The director of the federal office that coordinates the Chesapeake Bay restoration effort has left after spending less than a year in that position.

Kandis Boyd, who 11 months ago was named director of the U.S. Environmental Protection Agency’s Chesapeake Bay Program office, has become senior advisor to the agency’s regional administrator, Adam Ortiz. Replacing Boyd on an interim basis is Dave Campbell, the acting director of EPA Region 3’s laboratory services and applied science division.

Kandis Boyd, then-director of the EPA’s Chesapeake Bay Program office, speaks during the Chesapeake Executive Council Meeting in Washington, DC, on Oct. 11, 2022. Credit: Will Parson/Chesapeake Bay Program

Ortiz described the leadership change in an April 25 email to staff as the beginning of “a new phase of Bay restoration.” He did not explain the reasons for the change in the email or in his response to a query from the Bay Journal.

The turnover comes as the Bay Program partnership grapples with the prospect of missing a 2025 deadline for reducing nutrient pollution in the Chesapeake, along with other key restoration objectives.

Based in Annapolis, the EPA’s Bay Program office helps coordinate the efforts of federal agencies, the six Bay states and the District of Columbia to restore the estuary’s water quality and fulfill the goals of the 2014 Chesapeake Bay Watershed Agreement.

Boyd assumed the Bay Program office leadership in June 2022 after a career as a federal meteorologist and agency senior manager. She had most recently served as strategic advisor to the National Science Foundation for equity and diversity. Prior to that, she had been acting director and deputy director of the National Oceanic and Atmospheric Administration’s weather office.

The EPA’s Bay Program office had been without a permanent director for more than a year when Boyd took over. Dana Aunkst, a former Pennsylvania environmental official who took charge of the office in 2018, stepped down in March 2021.

When Boyd’s selection was announced last year, Ortiz had praised her “experience as a strategic leader in the sciences” and said her “success engaging diverse communities and youth will help take the Bay effort to a new level as we focus on climate change and vulnerable communities.”

Those were two of several areas where the federal-state Bay restoration was falling short at the time. In 2021, a Bay Program review warned that 7 of the 30 restoration outcomes spelled out as targets in the 2014 agreement were unlikely to be met by 2025 “without a significant change in course.” Nearly as many others appeared uncertain at the time because of insufficient data.

Among the shortcomings was the central goal of restoring the Bay’s water quality. An EPA review last year found that Pennsylvania, Maryland, Virginia, Delaware and New York failed to hit their interim targets for reducing nutrient pollution in the 2020–21 time period. None was on track to curb pollution from agriculture, the largest source of nutrients and sediment to the Bay, the agency said. Only the District of Columbia and West Virginia had met their goals.

------------

• Goal 1:
Answer these questions from the Bay Program article:
(a) Who is replacing Kandis Boyd on an interim basis?
(b) In what month and year did Dana Aunkst step down?
(c) Which two jurisdictions met their nutrient pollution goals?
The listing that follows is unrelated to the Bay Program article.

Dataset items

------------

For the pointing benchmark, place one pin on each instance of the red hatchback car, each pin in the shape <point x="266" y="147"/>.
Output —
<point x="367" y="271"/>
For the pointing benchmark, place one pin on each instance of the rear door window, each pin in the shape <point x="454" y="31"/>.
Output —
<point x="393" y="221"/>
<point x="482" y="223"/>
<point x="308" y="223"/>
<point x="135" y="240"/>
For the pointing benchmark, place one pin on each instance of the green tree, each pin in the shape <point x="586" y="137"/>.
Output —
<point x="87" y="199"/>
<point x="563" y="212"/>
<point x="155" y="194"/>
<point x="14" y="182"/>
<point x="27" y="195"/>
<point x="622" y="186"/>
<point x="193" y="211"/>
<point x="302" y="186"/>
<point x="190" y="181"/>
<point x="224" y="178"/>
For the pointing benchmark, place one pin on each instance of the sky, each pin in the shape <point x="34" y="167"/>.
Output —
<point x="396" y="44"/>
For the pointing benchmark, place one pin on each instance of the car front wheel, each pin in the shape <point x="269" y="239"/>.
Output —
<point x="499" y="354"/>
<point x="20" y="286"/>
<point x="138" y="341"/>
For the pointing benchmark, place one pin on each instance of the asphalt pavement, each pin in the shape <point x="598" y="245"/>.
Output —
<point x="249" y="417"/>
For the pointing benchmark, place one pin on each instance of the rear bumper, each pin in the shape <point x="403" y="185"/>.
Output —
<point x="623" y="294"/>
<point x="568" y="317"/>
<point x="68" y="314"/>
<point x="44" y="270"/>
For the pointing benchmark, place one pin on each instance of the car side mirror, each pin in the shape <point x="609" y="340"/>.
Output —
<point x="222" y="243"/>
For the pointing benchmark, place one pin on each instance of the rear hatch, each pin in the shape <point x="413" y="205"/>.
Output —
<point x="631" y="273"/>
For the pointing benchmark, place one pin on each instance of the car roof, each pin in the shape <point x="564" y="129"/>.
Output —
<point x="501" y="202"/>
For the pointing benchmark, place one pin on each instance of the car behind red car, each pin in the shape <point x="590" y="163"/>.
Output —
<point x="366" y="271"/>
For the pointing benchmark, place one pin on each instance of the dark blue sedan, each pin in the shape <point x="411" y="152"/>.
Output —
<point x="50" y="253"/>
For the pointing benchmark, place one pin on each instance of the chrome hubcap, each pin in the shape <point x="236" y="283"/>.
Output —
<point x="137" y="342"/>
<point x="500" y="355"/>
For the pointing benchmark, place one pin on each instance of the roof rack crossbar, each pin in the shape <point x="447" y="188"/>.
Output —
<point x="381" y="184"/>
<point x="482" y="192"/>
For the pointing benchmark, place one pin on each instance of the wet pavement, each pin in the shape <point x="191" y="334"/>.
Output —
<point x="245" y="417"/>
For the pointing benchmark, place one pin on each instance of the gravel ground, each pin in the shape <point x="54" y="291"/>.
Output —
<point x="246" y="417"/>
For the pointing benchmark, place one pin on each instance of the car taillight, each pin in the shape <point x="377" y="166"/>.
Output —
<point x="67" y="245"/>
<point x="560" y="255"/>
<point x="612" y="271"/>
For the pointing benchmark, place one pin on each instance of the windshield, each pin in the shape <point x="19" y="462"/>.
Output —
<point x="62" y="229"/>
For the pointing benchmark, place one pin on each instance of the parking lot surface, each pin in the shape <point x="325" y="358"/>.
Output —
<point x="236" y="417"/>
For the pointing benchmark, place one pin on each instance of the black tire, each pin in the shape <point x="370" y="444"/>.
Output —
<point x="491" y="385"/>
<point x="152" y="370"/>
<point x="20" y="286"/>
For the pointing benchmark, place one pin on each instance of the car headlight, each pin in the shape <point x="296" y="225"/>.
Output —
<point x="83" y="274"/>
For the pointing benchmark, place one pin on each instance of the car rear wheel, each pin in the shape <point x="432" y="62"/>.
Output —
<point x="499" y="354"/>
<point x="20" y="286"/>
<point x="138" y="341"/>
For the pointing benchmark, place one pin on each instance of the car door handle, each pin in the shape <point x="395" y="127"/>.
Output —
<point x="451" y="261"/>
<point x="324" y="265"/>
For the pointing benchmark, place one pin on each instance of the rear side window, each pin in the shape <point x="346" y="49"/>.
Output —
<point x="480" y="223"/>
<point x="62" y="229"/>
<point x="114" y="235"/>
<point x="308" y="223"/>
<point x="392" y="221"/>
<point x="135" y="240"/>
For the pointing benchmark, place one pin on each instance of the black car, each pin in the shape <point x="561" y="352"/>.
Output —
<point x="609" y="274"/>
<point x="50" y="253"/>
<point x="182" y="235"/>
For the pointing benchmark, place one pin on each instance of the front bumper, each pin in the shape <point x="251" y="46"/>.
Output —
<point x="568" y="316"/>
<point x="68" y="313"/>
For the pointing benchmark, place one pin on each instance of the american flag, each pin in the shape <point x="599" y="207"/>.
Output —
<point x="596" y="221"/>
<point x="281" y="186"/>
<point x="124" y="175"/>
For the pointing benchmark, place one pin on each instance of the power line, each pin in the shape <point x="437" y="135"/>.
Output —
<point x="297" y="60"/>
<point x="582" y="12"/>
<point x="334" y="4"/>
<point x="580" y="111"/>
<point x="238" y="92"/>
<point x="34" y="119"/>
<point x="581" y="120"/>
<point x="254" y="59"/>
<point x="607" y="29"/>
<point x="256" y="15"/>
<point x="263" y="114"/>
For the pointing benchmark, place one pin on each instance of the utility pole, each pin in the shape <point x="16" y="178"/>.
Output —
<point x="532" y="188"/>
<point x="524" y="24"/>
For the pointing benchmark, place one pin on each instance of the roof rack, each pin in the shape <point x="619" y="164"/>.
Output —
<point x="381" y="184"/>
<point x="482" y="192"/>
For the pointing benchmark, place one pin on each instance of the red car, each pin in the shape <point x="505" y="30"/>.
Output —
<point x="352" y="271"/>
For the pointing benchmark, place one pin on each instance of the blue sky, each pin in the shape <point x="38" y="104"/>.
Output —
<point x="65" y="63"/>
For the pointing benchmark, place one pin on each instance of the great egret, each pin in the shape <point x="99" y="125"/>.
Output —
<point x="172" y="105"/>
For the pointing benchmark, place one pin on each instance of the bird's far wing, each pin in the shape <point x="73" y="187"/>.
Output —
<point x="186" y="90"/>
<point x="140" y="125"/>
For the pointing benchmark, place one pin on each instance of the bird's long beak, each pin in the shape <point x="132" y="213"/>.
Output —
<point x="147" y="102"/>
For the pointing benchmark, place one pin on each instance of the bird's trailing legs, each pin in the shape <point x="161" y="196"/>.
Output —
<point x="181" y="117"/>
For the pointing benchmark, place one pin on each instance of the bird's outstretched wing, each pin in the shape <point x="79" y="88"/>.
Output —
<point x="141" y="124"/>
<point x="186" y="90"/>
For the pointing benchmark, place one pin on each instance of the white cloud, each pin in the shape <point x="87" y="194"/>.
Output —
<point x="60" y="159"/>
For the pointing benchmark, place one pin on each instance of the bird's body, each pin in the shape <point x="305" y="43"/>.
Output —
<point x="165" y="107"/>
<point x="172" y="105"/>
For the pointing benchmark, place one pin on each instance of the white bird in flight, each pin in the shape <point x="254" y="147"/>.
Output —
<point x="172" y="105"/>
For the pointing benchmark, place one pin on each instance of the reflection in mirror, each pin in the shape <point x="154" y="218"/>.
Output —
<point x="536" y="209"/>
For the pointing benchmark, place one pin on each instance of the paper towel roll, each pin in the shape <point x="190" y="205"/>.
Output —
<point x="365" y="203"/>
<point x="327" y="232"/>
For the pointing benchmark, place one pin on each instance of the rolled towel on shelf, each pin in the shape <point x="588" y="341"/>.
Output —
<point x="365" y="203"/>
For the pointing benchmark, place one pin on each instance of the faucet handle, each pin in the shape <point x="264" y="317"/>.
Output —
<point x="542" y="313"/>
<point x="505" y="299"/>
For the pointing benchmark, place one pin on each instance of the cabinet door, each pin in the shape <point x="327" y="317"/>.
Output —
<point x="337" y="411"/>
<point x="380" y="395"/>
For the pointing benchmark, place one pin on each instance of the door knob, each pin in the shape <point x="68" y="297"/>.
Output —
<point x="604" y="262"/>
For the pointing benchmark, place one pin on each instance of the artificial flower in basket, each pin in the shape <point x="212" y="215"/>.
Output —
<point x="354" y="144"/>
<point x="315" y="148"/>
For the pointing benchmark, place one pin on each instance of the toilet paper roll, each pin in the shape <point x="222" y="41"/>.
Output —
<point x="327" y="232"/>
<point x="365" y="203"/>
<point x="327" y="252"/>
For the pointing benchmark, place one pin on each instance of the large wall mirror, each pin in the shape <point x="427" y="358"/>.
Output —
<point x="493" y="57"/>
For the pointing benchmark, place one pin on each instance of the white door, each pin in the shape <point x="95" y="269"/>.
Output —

------------

• Goal 2:
Please pick out every line of the listing that contains the string "window", matching case exactly.

• Response 1:
(a) Dave Campbell
(b) March 2021
(c) The District of Columbia and West Virginia

• Response 2:
For the pointing benchmark, place one pin on each instance of the rear door window, each pin in the shape <point x="454" y="31"/>.
For the pointing benchmark, place one pin on each instance of the rear side window, each pin in the shape <point x="346" y="49"/>.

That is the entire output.